## Supplied data
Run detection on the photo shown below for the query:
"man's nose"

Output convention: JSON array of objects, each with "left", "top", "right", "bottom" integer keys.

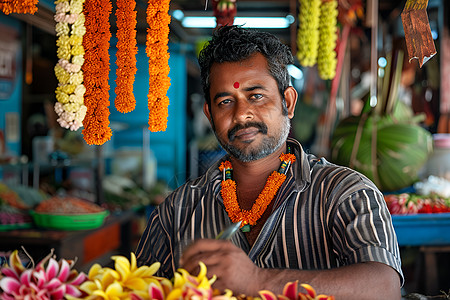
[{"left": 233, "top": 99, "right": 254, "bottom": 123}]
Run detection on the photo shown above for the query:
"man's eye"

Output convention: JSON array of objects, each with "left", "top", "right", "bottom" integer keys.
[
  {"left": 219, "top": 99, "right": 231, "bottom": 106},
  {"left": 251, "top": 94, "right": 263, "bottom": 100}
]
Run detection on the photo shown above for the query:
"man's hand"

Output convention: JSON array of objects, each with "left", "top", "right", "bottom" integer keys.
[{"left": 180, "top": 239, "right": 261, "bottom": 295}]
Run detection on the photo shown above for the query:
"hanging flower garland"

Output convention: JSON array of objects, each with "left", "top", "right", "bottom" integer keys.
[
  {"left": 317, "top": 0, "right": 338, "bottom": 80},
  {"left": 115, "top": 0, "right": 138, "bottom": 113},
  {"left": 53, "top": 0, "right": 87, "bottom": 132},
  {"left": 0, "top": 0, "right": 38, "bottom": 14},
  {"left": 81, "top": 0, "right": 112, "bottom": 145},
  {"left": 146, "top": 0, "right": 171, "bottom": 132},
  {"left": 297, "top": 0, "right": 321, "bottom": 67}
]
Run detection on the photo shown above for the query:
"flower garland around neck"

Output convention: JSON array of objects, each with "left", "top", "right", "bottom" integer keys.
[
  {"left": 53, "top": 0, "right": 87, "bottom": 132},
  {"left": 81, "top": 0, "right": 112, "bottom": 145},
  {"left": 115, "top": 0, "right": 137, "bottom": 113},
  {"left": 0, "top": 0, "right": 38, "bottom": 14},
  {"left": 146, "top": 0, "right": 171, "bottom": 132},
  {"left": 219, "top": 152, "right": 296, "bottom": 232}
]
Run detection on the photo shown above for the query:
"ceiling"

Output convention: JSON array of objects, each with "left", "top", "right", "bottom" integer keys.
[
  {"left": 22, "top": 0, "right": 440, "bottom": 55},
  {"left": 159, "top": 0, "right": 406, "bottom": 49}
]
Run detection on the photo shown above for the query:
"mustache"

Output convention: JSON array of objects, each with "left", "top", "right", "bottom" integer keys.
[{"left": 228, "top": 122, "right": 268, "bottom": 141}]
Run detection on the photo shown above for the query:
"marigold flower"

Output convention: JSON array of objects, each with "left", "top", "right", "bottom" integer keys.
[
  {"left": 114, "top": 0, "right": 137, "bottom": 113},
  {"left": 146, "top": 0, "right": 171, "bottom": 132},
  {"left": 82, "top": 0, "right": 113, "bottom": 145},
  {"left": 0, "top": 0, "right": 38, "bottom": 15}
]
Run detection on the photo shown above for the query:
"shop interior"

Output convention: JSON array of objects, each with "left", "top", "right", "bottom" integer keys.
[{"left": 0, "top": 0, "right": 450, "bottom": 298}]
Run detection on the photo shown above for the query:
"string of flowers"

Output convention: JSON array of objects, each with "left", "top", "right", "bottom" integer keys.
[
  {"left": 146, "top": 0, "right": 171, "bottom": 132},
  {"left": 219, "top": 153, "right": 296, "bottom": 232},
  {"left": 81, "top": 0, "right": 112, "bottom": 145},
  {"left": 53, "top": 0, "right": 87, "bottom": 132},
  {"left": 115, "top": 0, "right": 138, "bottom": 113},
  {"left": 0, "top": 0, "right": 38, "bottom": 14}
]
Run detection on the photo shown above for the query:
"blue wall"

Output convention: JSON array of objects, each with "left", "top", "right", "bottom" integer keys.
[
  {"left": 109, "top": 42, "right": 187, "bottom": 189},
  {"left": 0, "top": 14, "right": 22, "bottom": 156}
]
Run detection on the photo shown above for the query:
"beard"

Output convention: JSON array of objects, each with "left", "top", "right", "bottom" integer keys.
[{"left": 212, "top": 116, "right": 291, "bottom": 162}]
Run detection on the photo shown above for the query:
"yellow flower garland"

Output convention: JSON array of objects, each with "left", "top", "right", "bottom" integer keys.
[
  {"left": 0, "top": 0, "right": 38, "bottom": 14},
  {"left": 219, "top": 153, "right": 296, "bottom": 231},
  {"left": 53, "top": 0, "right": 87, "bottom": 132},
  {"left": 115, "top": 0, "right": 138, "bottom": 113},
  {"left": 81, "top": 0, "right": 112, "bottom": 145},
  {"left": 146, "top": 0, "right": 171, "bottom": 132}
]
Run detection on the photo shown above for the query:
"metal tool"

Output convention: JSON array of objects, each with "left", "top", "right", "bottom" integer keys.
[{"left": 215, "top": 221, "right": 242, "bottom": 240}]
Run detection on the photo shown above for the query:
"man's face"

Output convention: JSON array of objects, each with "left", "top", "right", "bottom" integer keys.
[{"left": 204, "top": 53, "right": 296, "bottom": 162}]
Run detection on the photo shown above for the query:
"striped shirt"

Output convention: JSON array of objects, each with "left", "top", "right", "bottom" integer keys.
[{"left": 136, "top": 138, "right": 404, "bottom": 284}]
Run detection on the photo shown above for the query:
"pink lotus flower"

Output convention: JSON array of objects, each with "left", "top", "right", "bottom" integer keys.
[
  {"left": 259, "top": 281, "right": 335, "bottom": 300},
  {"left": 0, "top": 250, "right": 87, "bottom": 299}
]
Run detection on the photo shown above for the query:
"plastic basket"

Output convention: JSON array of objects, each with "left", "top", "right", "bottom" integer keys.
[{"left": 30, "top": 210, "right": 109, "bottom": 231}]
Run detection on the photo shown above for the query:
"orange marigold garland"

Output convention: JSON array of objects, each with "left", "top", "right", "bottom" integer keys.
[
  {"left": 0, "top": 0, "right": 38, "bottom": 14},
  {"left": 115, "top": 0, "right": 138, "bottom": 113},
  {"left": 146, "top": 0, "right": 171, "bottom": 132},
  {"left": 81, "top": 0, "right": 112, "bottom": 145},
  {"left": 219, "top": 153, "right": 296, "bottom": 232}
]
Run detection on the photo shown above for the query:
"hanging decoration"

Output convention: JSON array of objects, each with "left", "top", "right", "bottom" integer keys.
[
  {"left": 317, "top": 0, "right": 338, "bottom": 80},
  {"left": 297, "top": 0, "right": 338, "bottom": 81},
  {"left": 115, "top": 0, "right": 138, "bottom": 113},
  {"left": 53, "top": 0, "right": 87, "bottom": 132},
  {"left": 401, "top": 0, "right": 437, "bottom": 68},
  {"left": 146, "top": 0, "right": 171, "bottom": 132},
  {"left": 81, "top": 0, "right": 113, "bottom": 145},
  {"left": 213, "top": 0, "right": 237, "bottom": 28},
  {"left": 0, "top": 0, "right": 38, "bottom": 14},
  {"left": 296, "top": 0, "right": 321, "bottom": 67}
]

## Requirement
The whole listing above, line by line, needs to be copied exactly, except for any images.

## Task solution
Run detection on the photo shown below for the query:
"man's nose"

Output convention: JSON array of objects, each with "left", "top", "right", "bottom" integer keys.

[{"left": 233, "top": 99, "right": 254, "bottom": 123}]
Run detection on the photo shown above for the query:
"man's eye"

Output convention: JSON array of objects, each with "left", "top", "right", "bottom" integer keys.
[
  {"left": 219, "top": 99, "right": 231, "bottom": 106},
  {"left": 251, "top": 94, "right": 263, "bottom": 100}
]
Run detection on the photo shown above for the query:
"man's hand"

Output convention: JSON array of objects, each with "left", "top", "right", "bottom" integer keys.
[{"left": 180, "top": 239, "right": 261, "bottom": 295}]
Run detection on the photo shown above for the query:
"hanging flower garland"

Output convention: JSON array of objects, each with "left", "top", "right", "bottom" integer keys.
[
  {"left": 317, "top": 0, "right": 338, "bottom": 80},
  {"left": 115, "top": 0, "right": 138, "bottom": 113},
  {"left": 53, "top": 0, "right": 87, "bottom": 132},
  {"left": 0, "top": 0, "right": 38, "bottom": 14},
  {"left": 81, "top": 0, "right": 112, "bottom": 145},
  {"left": 146, "top": 0, "right": 171, "bottom": 132},
  {"left": 297, "top": 0, "right": 321, "bottom": 67}
]
Run detection on the photo shown above for the query:
"flower garland around neck"

Output convention: JSON array of objects, each with "left", "top", "right", "bottom" integer keys.
[
  {"left": 53, "top": 0, "right": 87, "bottom": 132},
  {"left": 81, "top": 0, "right": 112, "bottom": 145},
  {"left": 115, "top": 0, "right": 137, "bottom": 113},
  {"left": 0, "top": 0, "right": 38, "bottom": 14},
  {"left": 146, "top": 0, "right": 171, "bottom": 132},
  {"left": 219, "top": 152, "right": 296, "bottom": 232}
]
Run detection on the photo shown above for the query:
"ceiling"

Output convention: JSON array of objects, each with "left", "top", "right", "bottom" integer keys.
[
  {"left": 22, "top": 0, "right": 440, "bottom": 55},
  {"left": 159, "top": 0, "right": 406, "bottom": 49}
]
Run detection on the photo shown above for the query:
"mustache"

Output convention: JSON array of objects, each with "left", "top", "right", "bottom" integer keys.
[{"left": 228, "top": 122, "right": 268, "bottom": 141}]
Run detection on the photo shown above for the query:
"marigold flower"

Output convention: JSON array of objects, each with "left", "top", "right", "bottom" integer keys.
[
  {"left": 114, "top": 0, "right": 137, "bottom": 113},
  {"left": 146, "top": 0, "right": 171, "bottom": 132},
  {"left": 82, "top": 0, "right": 113, "bottom": 145},
  {"left": 0, "top": 0, "right": 38, "bottom": 15}
]
Run detection on the photo shown above for the query:
"shop interior"

Output convention: JSON array of objects, each with "left", "top", "right", "bottom" integer keys.
[{"left": 0, "top": 0, "right": 450, "bottom": 298}]
Run detection on the photo shown above for the query:
"string of flowers"

Output convention: JSON array of objects, each with "left", "top", "right", "bottom" integer keys.
[
  {"left": 146, "top": 0, "right": 171, "bottom": 132},
  {"left": 219, "top": 153, "right": 296, "bottom": 232},
  {"left": 81, "top": 0, "right": 112, "bottom": 145},
  {"left": 53, "top": 0, "right": 87, "bottom": 132},
  {"left": 115, "top": 0, "right": 138, "bottom": 113},
  {"left": 0, "top": 0, "right": 38, "bottom": 14}
]
Run detection on the photo shown above for the query:
"blue wall"

Output convention: JSON array of objects, each with "left", "top", "right", "bottom" integer keys.
[
  {"left": 109, "top": 42, "right": 187, "bottom": 189},
  {"left": 0, "top": 14, "right": 22, "bottom": 156}
]
Run detection on the photo shown above for the query:
"beard"

Output convention: JSON array of objects, each with "left", "top", "right", "bottom" integer keys.
[{"left": 212, "top": 116, "right": 291, "bottom": 162}]
Run detection on the photo shown above for the query:
"yellow flower garland"

Output convention: JSON array of objects, each with "left", "top", "right", "bottom" integer keys.
[
  {"left": 0, "top": 0, "right": 38, "bottom": 14},
  {"left": 219, "top": 153, "right": 296, "bottom": 231},
  {"left": 53, "top": 0, "right": 87, "bottom": 132},
  {"left": 115, "top": 0, "right": 138, "bottom": 113},
  {"left": 81, "top": 0, "right": 112, "bottom": 145},
  {"left": 146, "top": 0, "right": 171, "bottom": 132}
]
Run detection on the photo shown above for the query:
"metal tool"

Output convention: JSON array of objects, each with "left", "top", "right", "bottom" integer keys.
[{"left": 215, "top": 221, "right": 242, "bottom": 240}]
Run detection on the photo shown above for the query:
"man's face"

Output convention: JSON array of objects, each with "left", "top", "right", "bottom" integer keys.
[{"left": 204, "top": 53, "right": 296, "bottom": 162}]
Run detection on the photo shown above for the query:
"striped shirt"

Output convention: JSON array of objects, each with "left", "top", "right", "bottom" integer keys.
[{"left": 136, "top": 138, "right": 404, "bottom": 284}]
Run detection on the photo shown above for the query:
"pink lotus flower"

Output convention: JSON array of objects, each with "left", "top", "right", "bottom" integer keys.
[
  {"left": 259, "top": 281, "right": 335, "bottom": 300},
  {"left": 0, "top": 250, "right": 87, "bottom": 299}
]
Run detection on the photo shown above for the query:
"plastic basket"

Output convention: JSON array of objects, each with "left", "top", "right", "bottom" integer keys.
[{"left": 30, "top": 210, "right": 109, "bottom": 231}]
Run detection on the photo shown above for the query:
"orange marigold garland"

Output convention: JSON array of objects, each with "left", "top", "right", "bottom" integer keys.
[
  {"left": 0, "top": 0, "right": 38, "bottom": 14},
  {"left": 115, "top": 0, "right": 138, "bottom": 113},
  {"left": 146, "top": 0, "right": 171, "bottom": 132},
  {"left": 81, "top": 0, "right": 112, "bottom": 145},
  {"left": 219, "top": 153, "right": 296, "bottom": 232}
]
Run detection on the photo shown above for the query:
"hanging decoration"

Output convention: JSON array of objects, each with "left", "top", "right", "bottom" integer keys.
[
  {"left": 317, "top": 0, "right": 338, "bottom": 80},
  {"left": 297, "top": 0, "right": 338, "bottom": 81},
  {"left": 115, "top": 0, "right": 138, "bottom": 113},
  {"left": 53, "top": 0, "right": 87, "bottom": 132},
  {"left": 401, "top": 0, "right": 437, "bottom": 68},
  {"left": 146, "top": 0, "right": 171, "bottom": 132},
  {"left": 81, "top": 0, "right": 113, "bottom": 145},
  {"left": 213, "top": 0, "right": 237, "bottom": 28},
  {"left": 0, "top": 0, "right": 38, "bottom": 14},
  {"left": 296, "top": 0, "right": 321, "bottom": 67}
]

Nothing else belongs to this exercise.